--- Work item ---
Please repeat the lines below, exactly and only, from the one that holds "Highlight-reel tagging: indicate the disabled" through the one that holds "Highlight-reel tagging: indicate the letter".

--- Record set ---

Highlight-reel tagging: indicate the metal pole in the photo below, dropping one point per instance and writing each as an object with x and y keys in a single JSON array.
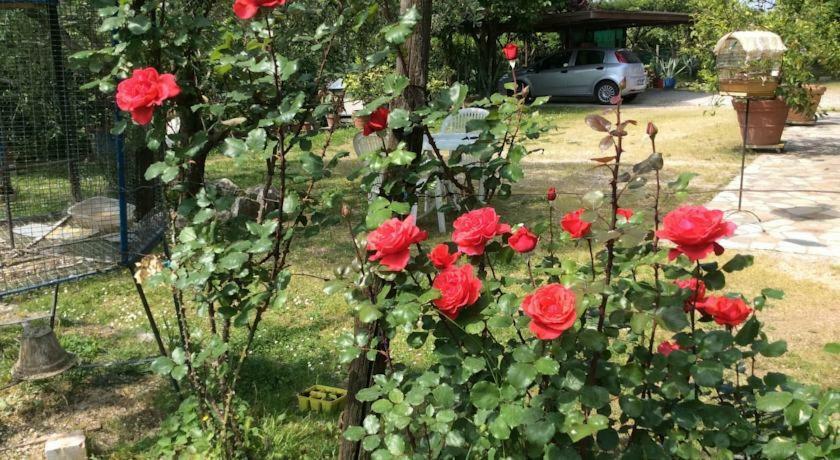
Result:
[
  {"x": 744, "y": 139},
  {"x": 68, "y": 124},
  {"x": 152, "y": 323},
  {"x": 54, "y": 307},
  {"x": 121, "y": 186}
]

==

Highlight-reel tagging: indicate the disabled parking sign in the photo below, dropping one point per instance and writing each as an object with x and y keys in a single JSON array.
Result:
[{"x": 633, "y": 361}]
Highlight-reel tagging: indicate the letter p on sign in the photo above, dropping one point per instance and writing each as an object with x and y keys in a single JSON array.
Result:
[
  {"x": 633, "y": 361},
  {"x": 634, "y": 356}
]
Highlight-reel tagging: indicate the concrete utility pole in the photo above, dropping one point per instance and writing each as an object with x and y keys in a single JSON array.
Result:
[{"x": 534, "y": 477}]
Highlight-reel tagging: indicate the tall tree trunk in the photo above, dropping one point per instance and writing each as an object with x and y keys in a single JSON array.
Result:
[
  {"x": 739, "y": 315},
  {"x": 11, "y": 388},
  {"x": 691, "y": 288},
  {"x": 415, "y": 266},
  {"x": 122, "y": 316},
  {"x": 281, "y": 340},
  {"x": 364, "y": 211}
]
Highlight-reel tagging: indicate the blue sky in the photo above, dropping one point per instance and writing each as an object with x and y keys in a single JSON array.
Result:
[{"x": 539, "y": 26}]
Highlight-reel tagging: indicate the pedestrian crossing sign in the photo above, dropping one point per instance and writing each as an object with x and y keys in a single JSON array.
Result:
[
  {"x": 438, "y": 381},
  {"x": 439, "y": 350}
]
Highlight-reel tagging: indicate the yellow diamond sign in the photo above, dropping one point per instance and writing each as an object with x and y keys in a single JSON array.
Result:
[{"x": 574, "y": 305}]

--- Answer area ---
Highlight-reel tagging: indicate the disabled parking sign in the photo below, dropping one point per instance and writing each as an object with x and y keys in a single JSON array.
Result:
[{"x": 633, "y": 361}]
Highlight-reel tagging: indicate the letter p on sign in the photo above, dropping one point per instance and writing each as an object with x and y keys in a single JSON array.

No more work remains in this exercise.